DO THIS
Any pictures in the records below should be skipped; write out everything else exactly.
====== DATA FOR PROCESSING
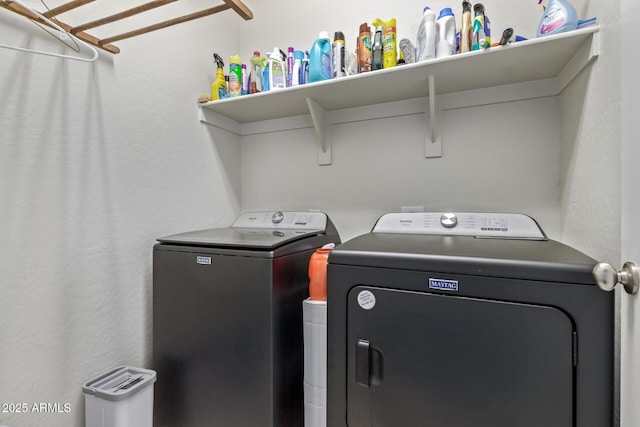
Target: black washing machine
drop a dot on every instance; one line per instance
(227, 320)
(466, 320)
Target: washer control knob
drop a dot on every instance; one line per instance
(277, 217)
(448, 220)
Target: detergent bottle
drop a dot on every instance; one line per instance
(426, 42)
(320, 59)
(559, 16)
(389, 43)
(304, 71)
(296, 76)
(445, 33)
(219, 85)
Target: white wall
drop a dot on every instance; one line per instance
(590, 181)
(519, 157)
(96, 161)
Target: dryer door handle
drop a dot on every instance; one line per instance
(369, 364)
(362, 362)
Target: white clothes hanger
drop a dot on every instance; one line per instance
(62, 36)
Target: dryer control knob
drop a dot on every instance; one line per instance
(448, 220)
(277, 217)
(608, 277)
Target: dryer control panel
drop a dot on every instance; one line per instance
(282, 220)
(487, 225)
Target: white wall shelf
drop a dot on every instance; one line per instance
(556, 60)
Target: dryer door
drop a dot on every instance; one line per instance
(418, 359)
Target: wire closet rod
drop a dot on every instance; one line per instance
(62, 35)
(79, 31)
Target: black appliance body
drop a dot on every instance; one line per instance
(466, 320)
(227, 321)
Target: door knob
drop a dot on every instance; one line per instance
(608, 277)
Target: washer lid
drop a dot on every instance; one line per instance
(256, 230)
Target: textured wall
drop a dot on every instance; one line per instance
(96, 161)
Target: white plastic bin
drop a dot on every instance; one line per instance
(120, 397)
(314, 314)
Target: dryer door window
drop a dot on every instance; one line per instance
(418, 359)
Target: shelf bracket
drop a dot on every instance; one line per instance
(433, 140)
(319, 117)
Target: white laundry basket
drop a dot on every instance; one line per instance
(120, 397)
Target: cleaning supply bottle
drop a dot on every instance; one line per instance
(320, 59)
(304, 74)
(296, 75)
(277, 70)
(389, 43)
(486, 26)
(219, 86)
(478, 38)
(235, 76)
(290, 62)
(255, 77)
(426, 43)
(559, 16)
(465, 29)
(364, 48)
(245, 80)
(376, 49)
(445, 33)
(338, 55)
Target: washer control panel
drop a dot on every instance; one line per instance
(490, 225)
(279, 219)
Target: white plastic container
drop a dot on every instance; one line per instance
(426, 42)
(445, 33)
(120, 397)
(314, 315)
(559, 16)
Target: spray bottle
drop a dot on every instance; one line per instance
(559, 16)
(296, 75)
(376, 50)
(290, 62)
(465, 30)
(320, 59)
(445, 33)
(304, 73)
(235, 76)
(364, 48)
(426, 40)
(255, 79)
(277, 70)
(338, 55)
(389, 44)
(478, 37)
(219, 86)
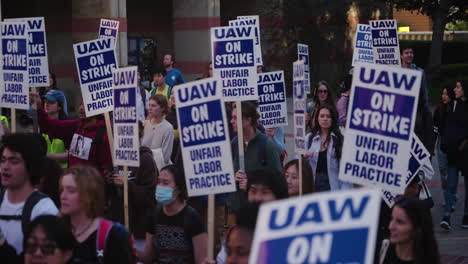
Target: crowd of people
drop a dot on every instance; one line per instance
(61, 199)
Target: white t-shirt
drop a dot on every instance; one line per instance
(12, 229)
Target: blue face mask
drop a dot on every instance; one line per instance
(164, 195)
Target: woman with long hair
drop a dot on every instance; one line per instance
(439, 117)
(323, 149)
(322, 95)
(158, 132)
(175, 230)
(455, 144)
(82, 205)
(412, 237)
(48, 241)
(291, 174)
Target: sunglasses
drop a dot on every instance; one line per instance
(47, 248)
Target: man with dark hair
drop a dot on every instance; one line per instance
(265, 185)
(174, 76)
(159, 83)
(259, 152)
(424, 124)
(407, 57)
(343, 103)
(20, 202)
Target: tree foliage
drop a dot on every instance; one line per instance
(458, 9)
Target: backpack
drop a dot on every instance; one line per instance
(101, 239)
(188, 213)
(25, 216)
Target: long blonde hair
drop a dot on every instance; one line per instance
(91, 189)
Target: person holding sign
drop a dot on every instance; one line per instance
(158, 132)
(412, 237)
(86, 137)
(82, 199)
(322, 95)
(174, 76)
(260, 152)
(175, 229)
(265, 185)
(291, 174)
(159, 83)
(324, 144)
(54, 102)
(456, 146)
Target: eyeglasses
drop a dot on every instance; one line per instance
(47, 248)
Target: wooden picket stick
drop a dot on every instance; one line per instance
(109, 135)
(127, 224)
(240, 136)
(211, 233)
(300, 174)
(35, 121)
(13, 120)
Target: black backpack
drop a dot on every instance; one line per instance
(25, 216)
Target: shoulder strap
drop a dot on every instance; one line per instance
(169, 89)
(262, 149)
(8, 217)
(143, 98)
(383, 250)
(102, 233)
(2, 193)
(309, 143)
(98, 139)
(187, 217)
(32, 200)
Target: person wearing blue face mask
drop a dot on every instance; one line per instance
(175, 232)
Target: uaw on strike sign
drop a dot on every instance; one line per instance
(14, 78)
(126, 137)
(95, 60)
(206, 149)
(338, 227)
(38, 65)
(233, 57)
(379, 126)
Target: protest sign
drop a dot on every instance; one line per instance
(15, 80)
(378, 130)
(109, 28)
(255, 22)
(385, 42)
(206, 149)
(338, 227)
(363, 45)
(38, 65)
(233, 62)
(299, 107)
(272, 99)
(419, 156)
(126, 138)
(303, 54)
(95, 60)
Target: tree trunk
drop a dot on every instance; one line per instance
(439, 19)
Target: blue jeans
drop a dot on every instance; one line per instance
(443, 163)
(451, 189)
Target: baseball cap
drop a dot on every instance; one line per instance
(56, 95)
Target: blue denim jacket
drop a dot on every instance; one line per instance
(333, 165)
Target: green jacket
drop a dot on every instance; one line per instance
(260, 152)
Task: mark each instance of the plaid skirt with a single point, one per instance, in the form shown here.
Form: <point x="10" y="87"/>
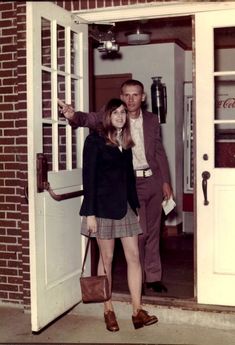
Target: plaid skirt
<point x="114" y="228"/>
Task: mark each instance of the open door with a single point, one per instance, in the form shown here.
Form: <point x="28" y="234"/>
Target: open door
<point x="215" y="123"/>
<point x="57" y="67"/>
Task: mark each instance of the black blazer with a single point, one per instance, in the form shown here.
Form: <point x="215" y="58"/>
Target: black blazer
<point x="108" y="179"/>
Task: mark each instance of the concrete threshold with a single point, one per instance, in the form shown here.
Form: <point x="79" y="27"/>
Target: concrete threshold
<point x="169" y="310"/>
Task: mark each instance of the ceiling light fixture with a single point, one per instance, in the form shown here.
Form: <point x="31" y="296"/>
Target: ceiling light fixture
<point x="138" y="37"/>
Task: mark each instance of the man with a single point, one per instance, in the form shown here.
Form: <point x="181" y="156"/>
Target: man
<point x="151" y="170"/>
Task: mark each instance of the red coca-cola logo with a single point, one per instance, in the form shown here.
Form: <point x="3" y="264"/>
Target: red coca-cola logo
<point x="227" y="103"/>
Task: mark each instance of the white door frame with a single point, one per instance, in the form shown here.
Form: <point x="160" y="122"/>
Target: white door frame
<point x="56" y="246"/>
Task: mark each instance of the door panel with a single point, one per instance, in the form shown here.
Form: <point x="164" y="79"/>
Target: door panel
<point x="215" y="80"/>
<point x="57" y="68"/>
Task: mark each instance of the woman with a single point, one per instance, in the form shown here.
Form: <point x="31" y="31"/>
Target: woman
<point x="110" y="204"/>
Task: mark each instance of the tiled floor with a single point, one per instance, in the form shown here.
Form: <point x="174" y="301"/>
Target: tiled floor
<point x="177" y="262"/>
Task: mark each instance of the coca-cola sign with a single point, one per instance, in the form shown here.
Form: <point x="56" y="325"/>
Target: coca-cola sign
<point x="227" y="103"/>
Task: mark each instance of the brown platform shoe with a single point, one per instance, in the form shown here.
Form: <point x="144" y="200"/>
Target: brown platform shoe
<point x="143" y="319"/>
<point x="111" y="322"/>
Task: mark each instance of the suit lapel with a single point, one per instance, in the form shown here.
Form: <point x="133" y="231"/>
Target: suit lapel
============
SOLUTION TO THE PROBLEM
Target: black washing machine
drop a dot on every instance; one line per instance
(227, 320)
(466, 320)
Target: washer control knob
drop a dot on every instance; one line per instance
(277, 217)
(448, 220)
Target: detergent bottle
drop a dot on every instance; one line per instance
(426, 42)
(320, 59)
(559, 16)
(389, 43)
(304, 71)
(296, 76)
(445, 33)
(219, 85)
Target: white wall
drop a dot on every instance; one line per instance
(590, 181)
(519, 157)
(96, 161)
Target: dryer door handle
drop a dot on every instance; one line per instance
(369, 364)
(362, 362)
Target: white clothes hanger
drop a dot on every instance; one line per instance
(62, 36)
Target: dryer control knob
drop a dot on every instance; one line per instance
(448, 220)
(277, 217)
(608, 277)
Target: dryer control panel
drop a dot on every instance; one line per instance
(282, 220)
(487, 225)
Target: white wall shelf
drop a dot on every instance; one line per instance
(556, 60)
Target: dryer door
drop a dot on every instance; one line per instance
(418, 359)
Target: wire closet rod
drop a dot on every instance; one line per instance
(62, 35)
(79, 31)
Target: black appliance body
drop a dot on every instance; one line per instance
(466, 320)
(227, 321)
Target: door knob
drop a dot on every instance; one line per instance
(608, 277)
Target: washer lid
drop a dot on every instance; one line per instance
(256, 230)
Target: textured wall
drop a dot on every instance; one line per instance
(96, 161)
Target: white plastic bin
drop a dot on every instance; one line per instance
(120, 397)
(314, 314)
Target: dryer door window
drop a dot on every instance; one line per instance
(418, 359)
Target: shelf bracket
drop a dot on every instance; one line per instance
(433, 140)
(319, 117)
Target: white laundry basket
drop a dot on every instance; one line per instance
(120, 397)
Target: cleaning supply bottle
drop a dot on every instance; one line per instance
(320, 59)
(304, 74)
(296, 75)
(277, 70)
(389, 43)
(486, 26)
(219, 86)
(478, 38)
(235, 76)
(290, 62)
(255, 77)
(426, 43)
(559, 16)
(465, 29)
(364, 48)
(245, 80)
(376, 49)
(445, 33)
(338, 55)
Target: washer control panel
drop a dot on every instance; one line per instance
(490, 225)
(279, 219)
Target: white plastic container
drop a dot on every instance; one line per instance
(426, 42)
(445, 33)
(120, 397)
(314, 315)
(559, 16)
Target: spray bottle
drop a dot on every instance; one line per instance
(559, 16)
(296, 75)
(376, 50)
(290, 62)
(465, 30)
(320, 59)
(445, 33)
(304, 73)
(235, 76)
(364, 48)
(426, 40)
(255, 79)
(277, 70)
(338, 55)
(389, 44)
(478, 37)
(219, 86)
Target: crowd of people
drop a dot on every instance; one line per instance
(61, 199)
Target: white t-shirt
drop a dot on every instance; one line per instance
(12, 229)
Target: blue face mask
drop a dot on every instance; one line per instance
(164, 195)
Target: woman with long hair
drop a dot on every instance; one line per instance
(439, 117)
(323, 149)
(322, 95)
(158, 132)
(175, 230)
(455, 144)
(82, 205)
(412, 237)
(48, 241)
(291, 174)
Target: sunglasses
drop a dot on every instance; one line per instance
(47, 248)
Target: man with dark hair
drop a dot on every instance; one line per instance
(265, 185)
(174, 76)
(159, 83)
(259, 152)
(424, 124)
(407, 57)
(343, 103)
(20, 202)
Target: tree foliage
drop a dot on every instance; one line per instance
(458, 9)
Target: backpack
drop a dot on every instance; one line per instance
(101, 239)
(188, 213)
(25, 216)
Target: long blonde hair
drop a dot on every instance; one line per instance
(91, 189)
Target: person holding sign
drop a dot on every instance; one line per instance
(158, 132)
(412, 237)
(86, 137)
(82, 199)
(322, 95)
(174, 76)
(260, 152)
(175, 229)
(265, 185)
(291, 174)
(159, 83)
(324, 144)
(54, 102)
(456, 146)
Target: eyeglasses
drop a dot on every instance; one line per instance
(47, 248)
Target: wooden picket stick
drop a dot on every instance; one line per instance
(109, 135)
(127, 224)
(240, 136)
(211, 233)
(300, 174)
(35, 121)
(13, 120)
Target: black backpack
drop a dot on every instance; one line per instance
(25, 216)
Target: shoulder strap
drop a dot on every instance; one line per instance
(169, 89)
(262, 149)
(8, 217)
(143, 98)
(383, 250)
(102, 233)
(2, 193)
(309, 143)
(98, 139)
(187, 217)
(32, 200)
Target: person wearing blue face mask
drop a dot on every instance; one line per instance
(175, 232)
Target: uaw on strike sign
drop a dot on every instance; one line per instance
(14, 78)
(126, 137)
(95, 60)
(206, 149)
(338, 227)
(38, 65)
(233, 57)
(379, 126)
Target: protest sign
drop a dot on every instance; one line per instance
(15, 80)
(378, 130)
(109, 28)
(255, 22)
(385, 42)
(206, 149)
(338, 227)
(363, 45)
(38, 65)
(233, 62)
(299, 107)
(272, 99)
(419, 156)
(126, 138)
(303, 54)
(95, 60)
Target: tree trunk
drop a dot on every instance; one line per instance
(439, 19)
Target: blue jeans
drop a dot on every instance; one line per instance
(443, 163)
(451, 189)
Target: baseball cap
drop a dot on every instance; one line per instance
(56, 95)
Target: blue denim jacket
drop a dot on every instance; one line per instance
(333, 165)
Target: green jacket
drop a dot on every instance; one line per instance
(260, 152)
Task: mark each instance of the plaid skirt with a single point, one per instance, in the form shown here.
Form: <point x="10" y="87"/>
Target: plaid skirt
<point x="114" y="228"/>
Task: mark each instance of the open door with a single point, one per instance, in the form shown here.
Form: <point x="28" y="234"/>
Target: open door
<point x="215" y="123"/>
<point x="57" y="67"/>
Task: mark each instance of the black blazer with a single point, one per instance, in the form shown here.
Form: <point x="215" y="58"/>
Target: black blazer
<point x="108" y="179"/>
Task: mark each instance of the concrete threshold with a single point, one per instance, in the form shown here.
Form: <point x="79" y="27"/>
Target: concrete threshold
<point x="169" y="310"/>
Task: mark each instance of the ceiling light fixture with a single point, one per instance, in the form shown here.
Form: <point x="31" y="296"/>
Target: ceiling light fixture
<point x="138" y="37"/>
Task: mark each instance of the man with a single point, one per instance, in the form shown here.
Form: <point x="181" y="156"/>
Target: man
<point x="151" y="170"/>
Task: mark each instance of the red coca-cola logo with a single point, one per instance, in the form shown here.
Form: <point x="3" y="264"/>
Target: red coca-cola logo
<point x="227" y="103"/>
Task: mark each instance of the white door frame with a single point, one per instance, in the form shown here.
Form: <point x="160" y="122"/>
Target: white door frame
<point x="56" y="246"/>
Task: mark each instance of the door panel with a single point, one per instance, in the form shown here.
Form: <point x="164" y="79"/>
Target: door panel
<point x="215" y="80"/>
<point x="57" y="68"/>
Task: mark each instance of the woman with a single point, one per instance, in the form shown here.
Form: <point x="31" y="31"/>
Target: woman
<point x="110" y="204"/>
Task: mark each instance of the tiled floor with a single point, one per instance, in the form shown here.
Form: <point x="174" y="301"/>
Target: tiled floor
<point x="177" y="262"/>
Task: mark each instance of the coca-cola sign with a single point, one per instance, in the form shown here.
Form: <point x="56" y="325"/>
Target: coca-cola sign
<point x="227" y="103"/>
Task: mark each instance of the brown platform shoe with a single point, one per instance, in the form shown here.
Form: <point x="144" y="200"/>
Target: brown platform shoe
<point x="143" y="319"/>
<point x="111" y="322"/>
Task: mark each instance of the suit lapel with a single point, one per instance, in the form shown here.
Form: <point x="133" y="231"/>
Target: suit lapel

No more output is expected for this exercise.